**Passage shown:**

On the issue of administrative expenses, the CIT has applied the decision of the Pune Bench of the Tribunal in the case of Khinvasara inwarsa Investment Pvt. Ltd. Vs. JCIT [2006 (6) TMI 198 - ITAT PUNE-A] while adjudicating the very same issue for the assessment year 2009-10. We direct the assessing officer to adopt the same for the impugned assessment year 2008-09 and allow this ground of the assessee
Allocation of husk @55% to the power plant as made by the assessing officer - HELD THAT:- This issue is covered in favour of the assessee and against the revenue as relying on CONTIMETERS ELECTRICALS PVT. LTD. [2008 (12) TMI 4 - HIGH COURT DELHI] and ACE MULTITAXES SYSTEMS PVT. LTD. [2009 (1) TMI 260 - KARNATAKA HIGH COURT]
Adoption of husk consumption rate - HELD THAT:- CIT(A) held that the assessing officer had not pointed out errors nor rejected the data as per the records maintained by the assessee, before taking up comparable cases such as M/s. Sudha Agro Oils and Gautam Solvents for coming to such conclusions. We find that this conclusion of the Ld. CIT(A) is as per law for the reason that no estimates can be made without rejection of the books of accounts and without pointing out errors in those books of accounts. When the assessee is maintaining detailed records of husk consumption, electricity production, etc., the assessing officer has to point out errors in these records, reject the same and then only go for comparable cases. As the assessing officer has not done the same, CIT(A) is right in his finding.

**Dataset excerpts:**
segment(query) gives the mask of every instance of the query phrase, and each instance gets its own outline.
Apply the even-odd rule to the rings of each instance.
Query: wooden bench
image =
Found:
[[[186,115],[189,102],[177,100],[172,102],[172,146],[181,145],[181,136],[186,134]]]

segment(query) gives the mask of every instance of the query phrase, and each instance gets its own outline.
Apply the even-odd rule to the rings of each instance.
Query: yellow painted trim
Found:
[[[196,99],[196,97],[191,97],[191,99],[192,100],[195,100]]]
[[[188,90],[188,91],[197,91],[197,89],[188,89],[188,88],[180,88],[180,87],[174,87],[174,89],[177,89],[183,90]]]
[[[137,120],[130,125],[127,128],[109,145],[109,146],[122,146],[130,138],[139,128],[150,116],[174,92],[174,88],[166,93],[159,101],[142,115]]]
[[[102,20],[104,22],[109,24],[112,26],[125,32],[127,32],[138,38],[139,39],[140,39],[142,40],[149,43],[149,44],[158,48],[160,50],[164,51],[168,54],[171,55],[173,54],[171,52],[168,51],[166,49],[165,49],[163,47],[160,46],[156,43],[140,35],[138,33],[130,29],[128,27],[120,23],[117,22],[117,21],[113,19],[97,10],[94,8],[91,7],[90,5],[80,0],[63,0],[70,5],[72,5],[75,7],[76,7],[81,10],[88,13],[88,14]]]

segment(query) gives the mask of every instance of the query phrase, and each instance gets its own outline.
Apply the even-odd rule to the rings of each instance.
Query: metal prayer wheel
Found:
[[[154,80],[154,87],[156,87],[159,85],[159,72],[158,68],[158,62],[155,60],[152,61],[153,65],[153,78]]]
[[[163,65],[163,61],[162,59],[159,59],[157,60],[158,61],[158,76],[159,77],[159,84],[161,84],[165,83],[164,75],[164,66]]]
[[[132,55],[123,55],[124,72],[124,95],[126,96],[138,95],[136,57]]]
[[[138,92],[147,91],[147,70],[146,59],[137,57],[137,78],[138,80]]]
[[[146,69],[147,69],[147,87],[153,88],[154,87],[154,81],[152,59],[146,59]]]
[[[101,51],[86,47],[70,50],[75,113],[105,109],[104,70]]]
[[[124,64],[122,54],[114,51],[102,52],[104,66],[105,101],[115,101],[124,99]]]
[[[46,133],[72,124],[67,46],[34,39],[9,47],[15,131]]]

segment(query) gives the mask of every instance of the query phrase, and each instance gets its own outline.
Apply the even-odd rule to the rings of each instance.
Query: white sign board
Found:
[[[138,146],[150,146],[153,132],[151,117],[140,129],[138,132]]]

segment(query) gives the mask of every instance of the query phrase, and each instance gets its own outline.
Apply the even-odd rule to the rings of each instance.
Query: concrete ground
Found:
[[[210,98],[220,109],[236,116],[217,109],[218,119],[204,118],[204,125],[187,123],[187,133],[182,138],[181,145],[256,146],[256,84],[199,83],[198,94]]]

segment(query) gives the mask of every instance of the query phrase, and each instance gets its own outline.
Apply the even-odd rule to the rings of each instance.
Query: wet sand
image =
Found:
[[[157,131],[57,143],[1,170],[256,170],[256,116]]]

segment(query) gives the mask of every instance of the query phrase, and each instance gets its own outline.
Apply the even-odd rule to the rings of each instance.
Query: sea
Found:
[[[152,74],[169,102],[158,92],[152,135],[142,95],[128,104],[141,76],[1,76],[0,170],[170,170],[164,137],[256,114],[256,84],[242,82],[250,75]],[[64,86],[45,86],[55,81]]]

**Set of tasks:**
(1) In the tribunal passage, for which assessment year did the CIT adjudicate the same administrative expenses issue?
(2) Echo the rows exactly as they appear, beginning at their first line and stopping after the line that contains "[[[138,146],[150,146],[153,132],[151,117],[140,129],[138,132]]]".

**Answers to the exercise:**
(1) 2009-10

(2)
segment(query) gives the mask of every instance of the query phrase, and each instance gets its own outline.
Apply the even-odd rule to the rings of each instance.
Query: wooden bench
image =
Found:
[[[186,115],[189,102],[177,100],[172,102],[172,146],[181,145],[181,136],[186,134]]]

segment(query) gives the mask of every instance of the query phrase, and each instance gets its own outline.
Apply the even-odd rule to the rings of each instance.
Query: yellow painted trim
Found:
[[[196,99],[196,97],[191,97],[191,99],[192,100],[195,100]]]
[[[188,90],[188,91],[197,91],[197,89],[188,89],[188,88],[180,88],[180,87],[174,87],[174,89],[177,89],[183,90]]]
[[[137,120],[130,125],[127,128],[109,145],[109,146],[122,146],[130,138],[139,128],[150,116],[174,92],[174,88],[166,93],[159,101],[142,115]]]
[[[102,20],[104,22],[109,24],[112,26],[125,32],[127,32],[138,38],[139,39],[140,39],[142,40],[149,43],[149,44],[158,48],[160,50],[164,51],[168,54],[171,55],[173,54],[171,52],[168,51],[166,49],[165,49],[163,47],[160,46],[156,43],[140,35],[138,33],[130,29],[128,27],[120,23],[117,22],[117,21],[113,19],[97,10],[94,8],[91,7],[90,5],[80,0],[63,0],[70,5],[72,5],[75,7],[76,7],[81,10],[88,13],[88,14]]]

segment(query) gives the mask of every instance of the query phrase, and each instance gets its own outline.
Apply the even-odd rule to the rings of each instance.
Query: metal prayer wheel
Found:
[[[154,80],[154,87],[156,87],[159,85],[159,72],[158,68],[158,62],[155,60],[152,61],[153,65],[153,78]]]
[[[163,65],[163,61],[162,59],[159,59],[157,60],[158,61],[158,76],[159,77],[159,84],[161,84],[165,83],[164,75],[164,66]]]
[[[132,55],[123,55],[124,72],[124,95],[126,96],[138,95],[136,57]]]
[[[138,92],[147,91],[147,70],[146,59],[137,57],[137,78],[138,80]]]
[[[146,69],[147,69],[147,87],[153,88],[154,87],[154,81],[152,59],[146,59]]]
[[[101,51],[86,47],[70,50],[75,113],[105,109],[104,70]]]
[[[124,64],[122,54],[114,51],[102,52],[104,66],[105,101],[115,101],[124,99]]]
[[[46,133],[72,124],[67,46],[34,39],[9,47],[15,131]]]

segment(query) gives the mask of every instance of the query phrase, and each instance gets its own outline.
Apply the even-odd rule to the rings of each instance.
Query: white sign board
Found:
[[[138,146],[150,146],[153,132],[151,117],[140,129],[138,132]]]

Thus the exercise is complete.